··· Extrait choisi ···
La protection patrimoniale des monuments historiques : le rôle de la mission héliographique de 1851
Lors de la Révolution française, de nombreux édifices et monuments, religieux ou symboles de l’Ancien Régime, sont vandalisés, ou sont laissés à l’abandon au fil des années. Mais une prise de conscience se fait jour, la nécessité d’entreprendre une démarche de conservation, et de restauration, des bâtiments historiques, témoignages de l’histoire patrimoniale française et de la mémoire nationale.
Initié en 1795 et dirigé par le conservateur Alexandre Lenoir (1761-1839), le musée des monuments français présente au public des morceaux disparates de monuments, sculptures, bas-reliefs, etc., mis en scène par époques. Curieux, le public se presse à l’ancien couvent des Petits-Augustins qui l’abrite, jusqu’à sa fermeture en 1816.
···
__Consigne 1__
Les affirmations suivantes concordent-elles avec l’extrait sur la protection des monuments historiques ? (a) Le musée des monuments français a été initié en 1795. (b) Le musée était installé dans un ancien palais royal. (c) Le musée a fermé ses portes en 1816. Répondez à chacune par oui ou par non et citez les mots décisifs de l’extrait.
__Consigne 2__
Rédigez la suite de l’extrait sur la protection des monuments historiques, en partant de sa dernière phrase.
··· Données affichées ···
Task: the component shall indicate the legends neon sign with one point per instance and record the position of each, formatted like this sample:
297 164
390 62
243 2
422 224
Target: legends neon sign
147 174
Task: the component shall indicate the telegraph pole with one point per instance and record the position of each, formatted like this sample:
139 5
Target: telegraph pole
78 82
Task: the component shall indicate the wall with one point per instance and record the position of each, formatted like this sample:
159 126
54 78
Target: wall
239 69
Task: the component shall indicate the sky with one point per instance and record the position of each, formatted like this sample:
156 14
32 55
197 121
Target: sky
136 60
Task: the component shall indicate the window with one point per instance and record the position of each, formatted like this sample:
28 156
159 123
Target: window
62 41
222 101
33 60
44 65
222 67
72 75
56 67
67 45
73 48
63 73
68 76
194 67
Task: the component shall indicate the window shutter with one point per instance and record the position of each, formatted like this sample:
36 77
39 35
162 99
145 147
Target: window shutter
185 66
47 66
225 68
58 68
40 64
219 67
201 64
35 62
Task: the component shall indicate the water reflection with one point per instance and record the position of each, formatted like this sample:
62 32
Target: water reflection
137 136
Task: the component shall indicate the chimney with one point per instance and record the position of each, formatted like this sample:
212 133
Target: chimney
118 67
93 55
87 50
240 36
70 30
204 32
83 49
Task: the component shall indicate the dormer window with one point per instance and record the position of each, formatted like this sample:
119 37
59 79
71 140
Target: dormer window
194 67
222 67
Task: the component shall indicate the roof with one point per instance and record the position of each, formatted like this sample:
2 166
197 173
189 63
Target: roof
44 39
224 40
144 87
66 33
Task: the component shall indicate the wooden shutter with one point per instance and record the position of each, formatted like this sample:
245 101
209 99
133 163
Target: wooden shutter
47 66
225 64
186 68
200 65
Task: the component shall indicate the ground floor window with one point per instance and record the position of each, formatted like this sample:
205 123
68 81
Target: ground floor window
···
__Résultat attendu 1__
(a) Oui : « Initié en 1795 et dirigé par le conservateur Alexandre Lenoir (1761-1839) ».
(b) Non : « à l’ancien couvent des Petits-Augustins qui l’abrite ».
(c) Oui : « jusqu’à sa fermeture en 1816 ».

__Résultat attendu 2__
Sous l’Empire et la Restauration, plusieurs enquêtes sont lancées auprès des préfets afin de dresser une liste des édifices religieux à consolider et restaurer. La monarchie de Juillet voit la création d’un poste d’inspecteur des Monuments historiques en 1830. Successeur en 1834 du premier inspecteur Ludovic Vitet, l’écrivain et ancien chef de cabinet Prosper Mérimée (1803-1870) développe une implication et une réflexion déterminantes pour la sauvegarde du patrimoine architectural, patrimoine qui doit soutenir également l’instruction et les inventions. Lors de la vingtaine de tournées d’inspection et d’inventaire entre 1834 et 1852, il utilise alors une chambre claire pour réaliser ses dessins (brevetée en 1807 par le physicien et chimiste britannique William Hyde Wollaston, la Camera lucida est un instrument d’optique destiné à faciliter le dessin exact des objets : constitué d’un prisme triangulaire et de lentilles, l’appareil se fixe par une potence sur un support appuyé sur une feuille de papier. En plaçant l’œil tout près du bord supérieur du prisme de telle sorte que la moitié de la pupille regarde le prisme, l’observateur peut percevoir, apparemment fixée sur le papier, l’image réfléchie d’un objet situé en face du prisme. Il peut alors tracer les contours de l’image avec un crayon).
La nouvelle commission des Monuments historiques, rattachée au ministère de l’Intérieur, est organisée en 1837. Très vite, Mérimée à sa tête souhaite lancer une opération de réalisations des plans et dessins de tous les monuments historiques de la France. D’autant que le nombre de monuments inventoriés ne cesse d’augmenter, passant de 1 090 sites en 1838 à 2 800 en 1848. Il s’agit alors principalement d’édifices antiques et du Moyen Âge. Dans les années 1840, la photographie se développe mais la pratique, en raison d’un matériel peu maniable, reste cantonnée aux portraits et aux photographies d’intérieur.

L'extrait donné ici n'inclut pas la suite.